● **TRY IT**
However many lines the data holds, transcribe them all exactly.

---------- GIVEN RECORDS ----------

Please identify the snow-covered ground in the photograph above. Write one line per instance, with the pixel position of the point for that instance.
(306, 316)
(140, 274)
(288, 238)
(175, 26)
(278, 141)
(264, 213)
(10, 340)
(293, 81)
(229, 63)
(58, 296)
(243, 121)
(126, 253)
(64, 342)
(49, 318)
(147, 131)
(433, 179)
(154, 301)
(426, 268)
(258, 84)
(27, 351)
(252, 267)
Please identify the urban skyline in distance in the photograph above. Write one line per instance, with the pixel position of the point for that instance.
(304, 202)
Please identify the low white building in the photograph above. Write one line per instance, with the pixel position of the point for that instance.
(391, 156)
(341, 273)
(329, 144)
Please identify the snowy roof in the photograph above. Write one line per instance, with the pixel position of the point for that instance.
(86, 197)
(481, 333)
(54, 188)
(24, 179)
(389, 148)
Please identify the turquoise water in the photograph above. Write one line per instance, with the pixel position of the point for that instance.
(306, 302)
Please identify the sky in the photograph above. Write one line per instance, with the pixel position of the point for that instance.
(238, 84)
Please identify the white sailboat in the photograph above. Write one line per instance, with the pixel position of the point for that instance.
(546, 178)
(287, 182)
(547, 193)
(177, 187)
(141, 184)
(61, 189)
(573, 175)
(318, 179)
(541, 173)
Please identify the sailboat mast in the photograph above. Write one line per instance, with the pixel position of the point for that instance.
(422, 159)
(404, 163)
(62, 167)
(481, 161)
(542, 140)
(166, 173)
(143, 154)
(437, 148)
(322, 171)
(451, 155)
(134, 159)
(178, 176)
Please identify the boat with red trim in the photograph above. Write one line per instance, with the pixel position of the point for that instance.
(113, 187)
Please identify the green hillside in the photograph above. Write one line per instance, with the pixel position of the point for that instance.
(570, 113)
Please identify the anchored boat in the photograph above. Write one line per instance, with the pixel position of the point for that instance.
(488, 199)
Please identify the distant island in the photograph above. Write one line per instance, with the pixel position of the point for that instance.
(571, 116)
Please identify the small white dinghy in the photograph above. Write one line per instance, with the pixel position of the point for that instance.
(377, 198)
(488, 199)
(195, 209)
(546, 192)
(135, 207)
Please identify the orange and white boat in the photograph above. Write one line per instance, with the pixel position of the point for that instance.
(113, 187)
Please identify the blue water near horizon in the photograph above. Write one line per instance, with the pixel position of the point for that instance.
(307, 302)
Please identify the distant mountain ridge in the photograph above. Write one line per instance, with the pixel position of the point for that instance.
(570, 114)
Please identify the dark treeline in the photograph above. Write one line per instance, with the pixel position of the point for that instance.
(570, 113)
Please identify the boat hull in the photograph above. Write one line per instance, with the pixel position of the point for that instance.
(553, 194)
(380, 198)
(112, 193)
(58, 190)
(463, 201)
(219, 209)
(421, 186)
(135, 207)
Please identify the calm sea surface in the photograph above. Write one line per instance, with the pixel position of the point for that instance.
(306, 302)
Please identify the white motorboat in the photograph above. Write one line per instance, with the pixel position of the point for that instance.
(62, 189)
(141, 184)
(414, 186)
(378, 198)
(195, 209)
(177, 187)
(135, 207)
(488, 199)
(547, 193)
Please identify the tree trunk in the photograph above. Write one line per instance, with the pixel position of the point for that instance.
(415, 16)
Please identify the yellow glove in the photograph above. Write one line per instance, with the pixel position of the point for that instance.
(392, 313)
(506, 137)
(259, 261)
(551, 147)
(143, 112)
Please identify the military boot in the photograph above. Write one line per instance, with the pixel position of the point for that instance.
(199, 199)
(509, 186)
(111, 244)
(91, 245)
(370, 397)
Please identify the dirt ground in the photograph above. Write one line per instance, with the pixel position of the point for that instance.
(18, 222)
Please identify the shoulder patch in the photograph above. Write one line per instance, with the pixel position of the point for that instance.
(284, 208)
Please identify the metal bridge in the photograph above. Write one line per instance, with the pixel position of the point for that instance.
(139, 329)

----------

● **YOUR RESPONSE**
Please identify the snow-covered ground in the photograph above. Write one line per instance, with the pixel position of the point for that instance.
(306, 316)
(140, 274)
(288, 238)
(175, 26)
(278, 141)
(264, 213)
(10, 340)
(293, 81)
(229, 63)
(58, 296)
(243, 121)
(126, 253)
(64, 342)
(49, 318)
(147, 131)
(433, 179)
(154, 301)
(426, 268)
(258, 84)
(27, 351)
(252, 267)
Please identify the urban skyline in distance in the photograph above. Write one line per instance, with the pixel position of the point for that instance.
(304, 202)
Please identify the low white building in the photograph above. Write one line per instance, with the pixel position of the point for that instance.
(391, 156)
(341, 273)
(329, 144)
Please identify the snowy roof in the photograph above. Write one line per instance, with the pixel position of the point for that instance.
(86, 197)
(481, 333)
(54, 188)
(24, 179)
(389, 148)
Please identify the turquoise water in the photograph above. Write one line per instance, with the pixel position of the point for that instance.
(306, 302)
Please identify the sky in the photograph above. Write one line per instance, with the pixel position of the point for that instance.
(238, 84)
Please identify the white sailboat in the photograph above. Write one line per instance, with the pixel position of the point for that instance.
(546, 178)
(287, 182)
(547, 193)
(177, 187)
(141, 184)
(61, 189)
(573, 175)
(318, 179)
(541, 173)
Please identify the sailboat mast in the photograph above. Write one line per instance, with the pixel position of the point for that instance.
(422, 159)
(404, 163)
(62, 167)
(481, 161)
(542, 140)
(166, 173)
(143, 154)
(437, 148)
(322, 171)
(451, 155)
(134, 159)
(178, 176)
Please identify the boat with red trim in the photograph above. Write one line per instance, with the pixel position of the point for that instance.
(113, 187)
Please identify the green hillside in the photograph above. Write one line per instance, with the pixel position of the point for that instance.
(570, 113)
Please identify the anchored boat in the photograph above. Write one line per instance, with the pixel position of the point for that instance.
(488, 199)
Please identify the distant island in the photograph above. Write one line per instance, with the pixel position of the point for that instance.
(571, 116)
Please identify the small white dinghy in the photograph above. Write one line per instance, with the pixel position of the point for that instance.
(377, 198)
(488, 199)
(195, 209)
(546, 192)
(135, 207)
Please identify the orange and white boat in the photograph above. Write one line per instance, with the pixel position of the point for that instance.
(113, 187)
Please identify the blue water near horizon in the photograph above. Write one line per instance, with the pixel position of the point for that instance.
(307, 302)
Please identify the distant mountain ridge in the photograph above. Write one line per instance, with the pixel position of the point for that instance.
(570, 114)
Please identify the dark treeline in the photograph above. Write one line per instance, with the pixel position of the point for that instance.
(570, 113)
Please identify the boat hull in the photograph above. Write one line per instance, with the pixel position of the point for that instance.
(553, 194)
(380, 198)
(112, 193)
(58, 190)
(463, 201)
(219, 209)
(421, 186)
(135, 207)
Please identify the calm sea surface in the photograph above. Write one line per instance, with the pixel position of the point for that instance.
(306, 302)
Please identify the white motorboat in the photograph above. Write one line per instance, with the pixel position of the point for that instance.
(62, 189)
(141, 184)
(414, 186)
(378, 198)
(195, 209)
(177, 187)
(135, 207)
(488, 199)
(547, 193)
Please identify the tree trunk in the photograph above. Write one line per instance, with the pixel position of the point for that instance.
(415, 16)
Please identify the yellow glove in the photograph above. Write one line per instance, with the pixel position of the point for that instance.
(392, 313)
(506, 137)
(259, 261)
(551, 147)
(143, 112)
Please identify the military boot in the photograph above. Write one line per instance, with the pixel position of the point for that instance.
(199, 199)
(509, 186)
(111, 244)
(91, 245)
(370, 397)
Please identify the dirt ground in the photograph above. Write one line per instance, with the pixel position of the point for that instance.
(18, 222)
Please identify the shoulder patch in the photograph above. Write one line per instance, with the pixel position of the point for that instance.
(284, 208)
Please identify the metal bridge in the photograph above. Write one line per instance, with the pixel position of the point for that instance.
(139, 329)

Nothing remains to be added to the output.